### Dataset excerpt
# # # # # # #

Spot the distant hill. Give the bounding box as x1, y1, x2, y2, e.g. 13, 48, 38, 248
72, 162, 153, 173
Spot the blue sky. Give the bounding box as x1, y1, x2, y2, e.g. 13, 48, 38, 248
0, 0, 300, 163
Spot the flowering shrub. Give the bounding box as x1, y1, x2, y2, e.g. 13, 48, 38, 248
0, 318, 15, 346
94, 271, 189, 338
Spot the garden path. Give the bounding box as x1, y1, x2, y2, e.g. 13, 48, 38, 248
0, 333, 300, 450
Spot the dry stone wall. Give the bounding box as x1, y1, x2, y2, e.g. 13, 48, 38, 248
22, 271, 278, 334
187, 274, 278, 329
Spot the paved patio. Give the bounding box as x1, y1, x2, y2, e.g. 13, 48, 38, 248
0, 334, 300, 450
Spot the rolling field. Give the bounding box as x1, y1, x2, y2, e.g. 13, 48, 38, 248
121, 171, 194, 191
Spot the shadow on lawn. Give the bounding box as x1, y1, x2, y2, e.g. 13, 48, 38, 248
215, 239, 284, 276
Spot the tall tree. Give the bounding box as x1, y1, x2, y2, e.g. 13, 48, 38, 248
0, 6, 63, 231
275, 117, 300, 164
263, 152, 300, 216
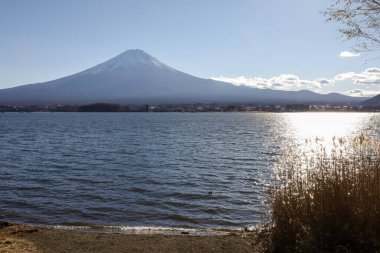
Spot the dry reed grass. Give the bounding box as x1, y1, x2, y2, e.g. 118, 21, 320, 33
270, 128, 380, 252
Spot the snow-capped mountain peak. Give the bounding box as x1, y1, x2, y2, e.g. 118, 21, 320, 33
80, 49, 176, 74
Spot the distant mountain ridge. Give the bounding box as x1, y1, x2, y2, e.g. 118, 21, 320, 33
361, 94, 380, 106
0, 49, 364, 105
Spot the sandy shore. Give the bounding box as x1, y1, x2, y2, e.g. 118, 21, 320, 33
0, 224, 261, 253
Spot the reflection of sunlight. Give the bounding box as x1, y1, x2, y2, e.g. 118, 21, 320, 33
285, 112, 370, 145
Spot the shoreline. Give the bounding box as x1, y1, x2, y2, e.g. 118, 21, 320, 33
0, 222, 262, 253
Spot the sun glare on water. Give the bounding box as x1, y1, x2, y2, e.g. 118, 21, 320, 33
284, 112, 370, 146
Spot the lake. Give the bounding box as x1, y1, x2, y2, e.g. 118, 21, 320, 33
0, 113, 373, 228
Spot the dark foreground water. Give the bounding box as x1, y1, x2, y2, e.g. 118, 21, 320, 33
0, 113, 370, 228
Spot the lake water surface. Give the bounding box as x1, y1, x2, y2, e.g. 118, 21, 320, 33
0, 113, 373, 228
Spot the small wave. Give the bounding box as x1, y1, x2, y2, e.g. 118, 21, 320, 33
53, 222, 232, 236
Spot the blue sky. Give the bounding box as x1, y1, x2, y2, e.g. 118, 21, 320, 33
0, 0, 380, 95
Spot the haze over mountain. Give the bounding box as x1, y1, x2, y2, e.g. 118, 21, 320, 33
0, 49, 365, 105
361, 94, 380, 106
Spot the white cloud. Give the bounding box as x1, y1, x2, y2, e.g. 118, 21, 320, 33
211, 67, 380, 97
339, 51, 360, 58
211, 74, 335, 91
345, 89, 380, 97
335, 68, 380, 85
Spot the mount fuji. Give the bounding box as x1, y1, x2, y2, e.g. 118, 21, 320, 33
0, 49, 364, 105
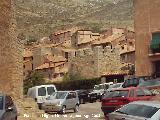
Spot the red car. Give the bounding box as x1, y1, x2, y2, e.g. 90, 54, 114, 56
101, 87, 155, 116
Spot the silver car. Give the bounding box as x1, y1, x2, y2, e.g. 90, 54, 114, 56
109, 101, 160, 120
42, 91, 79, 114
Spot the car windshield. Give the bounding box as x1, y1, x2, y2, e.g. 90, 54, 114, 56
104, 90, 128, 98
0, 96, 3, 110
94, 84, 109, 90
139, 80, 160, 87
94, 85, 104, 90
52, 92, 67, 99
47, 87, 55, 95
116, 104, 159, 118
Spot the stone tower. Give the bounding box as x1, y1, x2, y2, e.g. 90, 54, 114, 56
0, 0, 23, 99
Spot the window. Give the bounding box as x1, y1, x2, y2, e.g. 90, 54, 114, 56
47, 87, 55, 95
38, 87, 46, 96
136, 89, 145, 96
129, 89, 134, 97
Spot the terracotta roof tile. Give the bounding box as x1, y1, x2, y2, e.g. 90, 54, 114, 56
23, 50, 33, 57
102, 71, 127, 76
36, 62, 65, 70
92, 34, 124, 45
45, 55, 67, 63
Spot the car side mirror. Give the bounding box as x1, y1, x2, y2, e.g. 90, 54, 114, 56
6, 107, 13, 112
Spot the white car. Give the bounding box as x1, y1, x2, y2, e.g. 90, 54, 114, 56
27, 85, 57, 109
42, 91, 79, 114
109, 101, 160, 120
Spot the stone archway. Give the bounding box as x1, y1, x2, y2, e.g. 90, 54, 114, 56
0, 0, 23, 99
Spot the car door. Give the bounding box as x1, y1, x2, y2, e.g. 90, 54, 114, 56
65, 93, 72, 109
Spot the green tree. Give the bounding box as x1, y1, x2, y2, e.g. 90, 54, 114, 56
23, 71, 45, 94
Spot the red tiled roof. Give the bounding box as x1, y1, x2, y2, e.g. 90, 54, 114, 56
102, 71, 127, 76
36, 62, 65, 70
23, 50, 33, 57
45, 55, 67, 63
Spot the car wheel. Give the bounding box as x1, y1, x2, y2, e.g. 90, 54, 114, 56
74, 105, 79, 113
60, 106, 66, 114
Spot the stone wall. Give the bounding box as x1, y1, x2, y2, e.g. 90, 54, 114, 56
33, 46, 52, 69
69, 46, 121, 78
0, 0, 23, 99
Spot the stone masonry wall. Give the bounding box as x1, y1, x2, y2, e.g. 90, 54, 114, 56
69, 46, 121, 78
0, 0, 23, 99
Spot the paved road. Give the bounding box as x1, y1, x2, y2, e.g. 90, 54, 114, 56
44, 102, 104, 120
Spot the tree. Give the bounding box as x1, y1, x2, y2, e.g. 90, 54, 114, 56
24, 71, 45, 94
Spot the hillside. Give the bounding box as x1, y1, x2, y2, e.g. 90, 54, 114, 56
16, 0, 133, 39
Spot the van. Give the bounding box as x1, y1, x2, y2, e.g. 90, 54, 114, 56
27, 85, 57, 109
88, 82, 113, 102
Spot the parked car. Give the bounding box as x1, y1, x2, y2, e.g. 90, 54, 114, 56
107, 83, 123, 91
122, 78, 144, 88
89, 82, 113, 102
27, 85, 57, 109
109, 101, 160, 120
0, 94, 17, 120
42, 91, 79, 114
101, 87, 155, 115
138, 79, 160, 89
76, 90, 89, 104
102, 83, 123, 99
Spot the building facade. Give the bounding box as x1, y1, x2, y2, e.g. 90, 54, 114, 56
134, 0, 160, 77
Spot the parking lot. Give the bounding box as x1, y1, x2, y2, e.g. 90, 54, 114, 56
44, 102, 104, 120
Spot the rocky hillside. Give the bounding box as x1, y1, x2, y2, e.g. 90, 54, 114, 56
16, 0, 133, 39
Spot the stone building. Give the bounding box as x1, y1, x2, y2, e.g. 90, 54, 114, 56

# # # # # # #

### Task to carry out
Reproduce all of the data above word for word, leaving out the pictures.

### Reply
Spot the distant hill. Give the bounding box as x1, y1, x2, y2, e.g. 13, 48, 38, 248
72, 162, 153, 173
Spot the blue sky. Give the bounding box as x1, y1, x2, y2, e.g. 13, 48, 38, 248
0, 0, 300, 163
Spot the flowering shrub. Give the bounding box as x1, y1, x2, y2, e.g. 13, 48, 38, 248
0, 318, 15, 346
94, 271, 189, 338
Spot the garden path. Give the bounding box as x1, y1, x2, y2, e.g. 13, 48, 38, 248
0, 333, 300, 450
Spot the dry stone wall. Give the bounding box as x1, y1, x2, y2, e.g. 13, 48, 38, 248
22, 271, 278, 334
187, 274, 278, 329
Spot the paved patio. Give the bounding box as x1, y1, x2, y2, e.g. 13, 48, 38, 248
0, 334, 300, 450
Spot the rolling field. Give the bounding box as x1, y1, x2, y2, e.g. 13, 48, 38, 248
121, 171, 194, 191
Spot the shadow on lawn. Give the bounding box as x1, y1, x2, y2, e.g. 13, 48, 38, 248
215, 239, 284, 276
Spot the tall tree. Give the bounding box as x1, y1, x2, y2, e.g. 13, 48, 38, 248
0, 6, 63, 231
275, 117, 300, 164
263, 152, 300, 216
Spot the dry reed grass. Give the bounding box as x1, y1, x2, y2, e.g. 118, 21, 320, 33
270, 128, 380, 252
Spot the snow-capped mountain peak. Give the bounding box as x1, y1, x2, y2, e.g. 118, 21, 320, 33
80, 49, 176, 74
Spot the distant mountain ridge. Give the bounding box as x1, y1, x2, y2, e.g. 118, 21, 320, 33
361, 94, 380, 106
0, 49, 364, 105
Spot the sandy shore. Give the bounding box as x1, y1, x2, y2, e.g. 118, 21, 320, 33
0, 224, 261, 253
Spot the reflection of sunlight. Give the bounding box as x1, y1, x2, y2, e.g. 118, 21, 320, 33
285, 112, 370, 145
Spot the shoreline. Give the bounding box as x1, y1, x2, y2, e.g. 118, 21, 320, 33
0, 222, 262, 253
Spot the sun glare on water. Give the bounding box as x1, y1, x2, y2, e.g. 118, 21, 320, 33
284, 112, 370, 146
Spot the lake. Give the bounding box as x1, y1, x2, y2, e.g. 118, 21, 320, 33
0, 113, 373, 228
Spot the dark foreground water. Give the bounding box as x1, y1, x2, y2, e.g. 118, 21, 320, 33
0, 113, 370, 228
Spot the lake water surface. Give the bounding box as x1, y1, x2, y2, e.g. 118, 21, 320, 33
0, 113, 373, 228
Spot the small wave. Give the bounding box as x1, y1, x2, y2, e.g. 118, 21, 320, 33
53, 222, 232, 236
Spot the blue sky. Give the bounding box as x1, y1, x2, y2, e.g. 118, 21, 320, 33
0, 0, 380, 95
Spot the haze over mountain. Give the bounding box as x1, y1, x2, y2, e.g. 118, 21, 320, 33
0, 49, 365, 105
361, 94, 380, 106
Spot the white cloud. Give the bounding box as x1, y1, x2, y2, e.g. 118, 21, 320, 33
211, 67, 380, 97
339, 51, 360, 58
211, 74, 335, 91
345, 89, 380, 97
335, 68, 380, 85
Spot the mount fuji. Give the bounding box as x1, y1, x2, y2, e.g. 118, 21, 320, 33
0, 49, 364, 105
Spot the red car. Give the bounding box as x1, y1, x2, y2, e.g. 90, 54, 114, 56
101, 87, 155, 116
Spot the silver car. Give the bounding box as x1, y1, x2, y2, e.g. 90, 54, 114, 56
109, 101, 160, 120
42, 91, 79, 114
Spot the car windshield. Give the bounding box as x1, y1, x2, y2, e.g. 90, 54, 114, 56
104, 90, 128, 98
0, 96, 3, 110
94, 84, 109, 90
139, 80, 160, 87
94, 85, 104, 90
52, 92, 67, 99
47, 87, 55, 95
116, 104, 159, 118
Spot the stone tower. Give the bounding box as x1, y1, x2, y2, e.g. 90, 54, 114, 56
0, 0, 23, 99
Spot the window. Give the bounding box as x1, y1, x2, y2, e.g. 90, 54, 114, 56
47, 87, 55, 95
38, 87, 46, 96
136, 89, 145, 96
129, 89, 134, 97
Spot the terracotta roof tile. Give the bounding box as x1, y1, x2, y2, e.g. 90, 54, 114, 56
23, 50, 33, 57
102, 71, 127, 76
36, 62, 65, 70
92, 34, 124, 45
45, 55, 67, 63
Spot the car side mirror. Give the bounding box as x1, y1, x2, y2, e.g. 90, 54, 114, 56
6, 107, 13, 112
Spot the white car. Give the bounding box as x1, y1, x2, y2, e.g. 90, 54, 114, 56
27, 85, 57, 109
42, 91, 79, 114
109, 101, 160, 120
Spot the stone archway. Give the bounding box as x1, y1, x2, y2, e.g. 90, 54, 114, 56
0, 0, 23, 99
Spot the car door. Give the bounding box as x1, y1, x2, y2, e.g. 90, 54, 114, 56
65, 93, 72, 109
Spot the green tree. Give the bounding box as x1, y1, x2, y2, e.g. 90, 54, 114, 56
23, 71, 45, 94
Spot the red tiled roof. Give the bounding box as x1, y1, x2, y2, e.g. 90, 54, 114, 56
102, 71, 127, 76
36, 62, 65, 70
23, 50, 33, 57
45, 55, 67, 63
Spot the car wheel. Give the bounding box as x1, y1, x2, y2, e.g. 90, 54, 114, 56
74, 105, 79, 113
60, 106, 66, 114
Spot the stone wall. Give the bounding box as x1, y1, x2, y2, e.g. 90, 54, 114, 56
33, 46, 52, 69
69, 46, 121, 78
0, 0, 23, 99
Spot the stone masonry wall. Give the bounding box as x1, y1, x2, y2, e.g. 90, 54, 114, 56
69, 46, 121, 78
0, 0, 23, 99
Spot the paved road. Give the bounding box as x1, y1, x2, y2, e.g. 90, 54, 114, 56
44, 102, 104, 120
Spot the tree. Give the bounding box as x1, y1, x2, y2, e.g. 90, 54, 114, 56
24, 71, 45, 94
Spot the hillside. Give the bounding box as x1, y1, x2, y2, e.g. 90, 54, 114, 56
16, 0, 133, 39
Spot the van. Give the bounding box as x1, y1, x2, y2, e.g. 90, 54, 114, 56
27, 85, 57, 109
88, 82, 113, 102
Spot the parked car. Give the bounding box as x1, y1, x2, y2, e.g. 90, 54, 114, 56
107, 83, 123, 91
122, 78, 144, 88
89, 82, 113, 102
27, 85, 57, 109
109, 101, 160, 120
0, 94, 17, 120
42, 91, 79, 114
101, 87, 155, 115
138, 79, 160, 89
76, 90, 89, 104
102, 83, 123, 99
Spot the building facade. Give the bounding box as x1, y1, x2, y2, e.g. 90, 54, 114, 56
134, 0, 160, 77
Spot the parking lot. Give the bounding box as x1, y1, x2, y2, e.g. 90, 54, 114, 56
44, 102, 104, 120
Spot the rocky hillside. Give the bounding box as x1, y1, x2, y2, e.g. 90, 54, 114, 56
16, 0, 133, 39
Spot the stone building. Give the bounding box as x1, y1, x2, y2, e.g. 90, 54, 114, 56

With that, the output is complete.